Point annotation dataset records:
-----
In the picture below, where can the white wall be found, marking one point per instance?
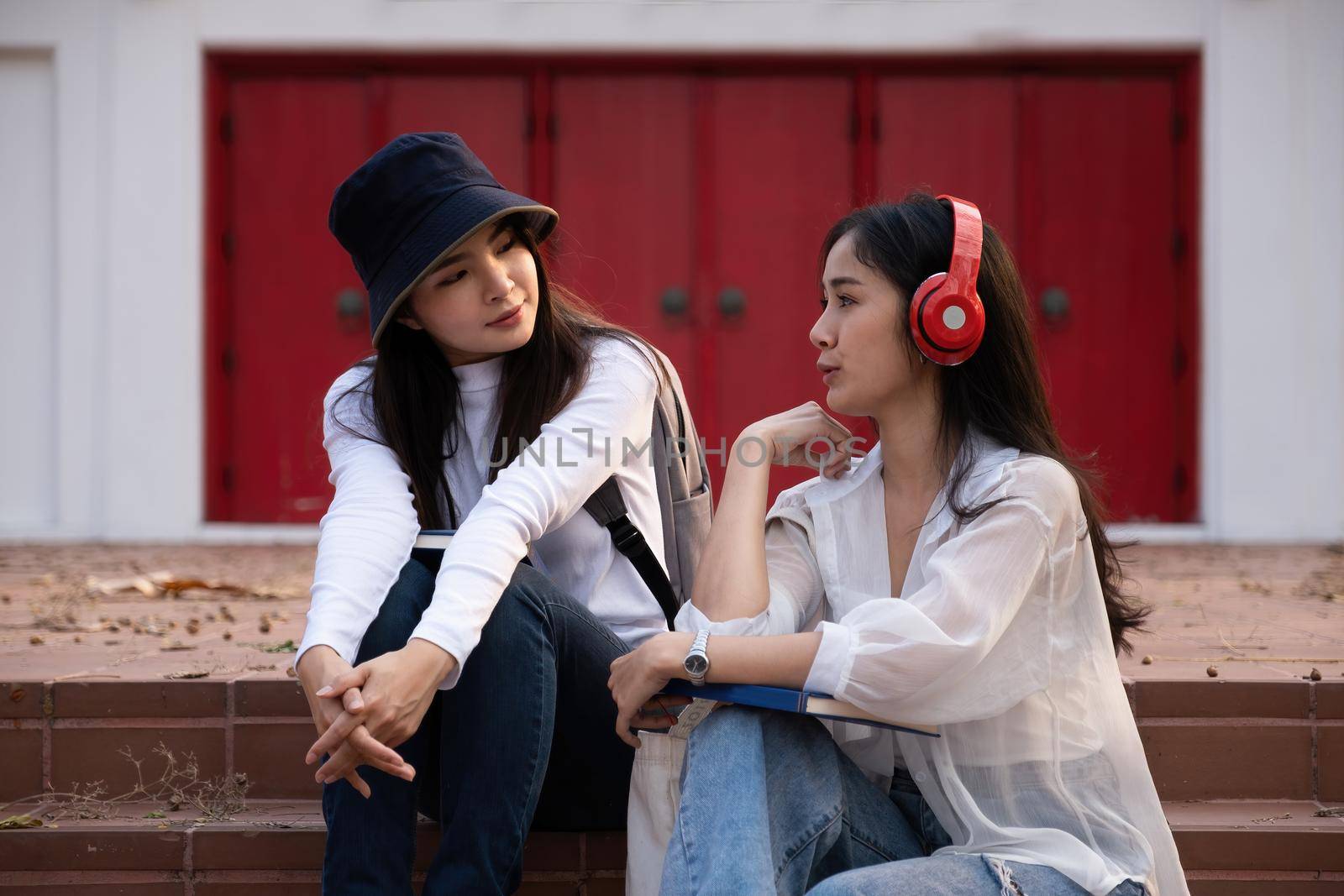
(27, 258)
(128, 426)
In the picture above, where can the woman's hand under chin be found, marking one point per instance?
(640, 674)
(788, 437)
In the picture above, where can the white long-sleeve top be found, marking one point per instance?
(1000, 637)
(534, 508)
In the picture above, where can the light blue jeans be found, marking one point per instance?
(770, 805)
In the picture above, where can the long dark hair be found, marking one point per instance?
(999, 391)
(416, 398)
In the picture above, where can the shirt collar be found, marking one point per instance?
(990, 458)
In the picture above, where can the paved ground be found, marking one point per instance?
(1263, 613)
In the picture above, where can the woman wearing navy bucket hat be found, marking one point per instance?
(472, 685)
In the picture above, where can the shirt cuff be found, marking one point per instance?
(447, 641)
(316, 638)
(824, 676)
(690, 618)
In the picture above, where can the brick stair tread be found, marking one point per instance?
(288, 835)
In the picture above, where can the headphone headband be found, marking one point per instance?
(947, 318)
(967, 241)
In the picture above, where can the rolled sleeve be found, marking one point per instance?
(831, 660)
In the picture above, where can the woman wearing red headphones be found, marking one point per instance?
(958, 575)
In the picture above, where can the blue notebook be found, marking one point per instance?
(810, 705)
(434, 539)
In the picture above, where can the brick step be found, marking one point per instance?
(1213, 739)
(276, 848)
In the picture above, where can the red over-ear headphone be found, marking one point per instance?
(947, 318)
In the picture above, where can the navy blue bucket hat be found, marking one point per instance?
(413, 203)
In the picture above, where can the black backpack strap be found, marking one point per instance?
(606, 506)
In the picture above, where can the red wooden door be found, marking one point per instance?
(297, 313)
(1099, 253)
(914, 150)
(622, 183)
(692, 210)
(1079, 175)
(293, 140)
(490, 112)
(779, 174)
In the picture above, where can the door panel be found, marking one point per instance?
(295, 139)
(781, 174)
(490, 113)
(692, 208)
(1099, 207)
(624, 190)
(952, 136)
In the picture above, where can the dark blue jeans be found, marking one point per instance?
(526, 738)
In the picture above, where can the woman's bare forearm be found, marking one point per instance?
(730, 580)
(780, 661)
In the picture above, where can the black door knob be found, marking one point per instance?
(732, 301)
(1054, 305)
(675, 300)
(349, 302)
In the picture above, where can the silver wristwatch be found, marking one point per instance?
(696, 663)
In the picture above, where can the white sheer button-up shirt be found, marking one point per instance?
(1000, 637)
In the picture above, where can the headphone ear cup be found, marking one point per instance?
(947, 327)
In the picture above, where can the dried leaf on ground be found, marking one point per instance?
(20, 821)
-----
• _What the exercise asks_
Rewrite the data starting at the line containing "In the picture above, where can the dried" and running to the end of the data, with both ends included and the request line left unchanged. Multiply each point coordinate by 1.45, rounding to whole numbers with halves rounded up.

• _Solved exercise_
In the picture above, where can the dried leaf on ground be found, marking one point per instance?
(29, 1190)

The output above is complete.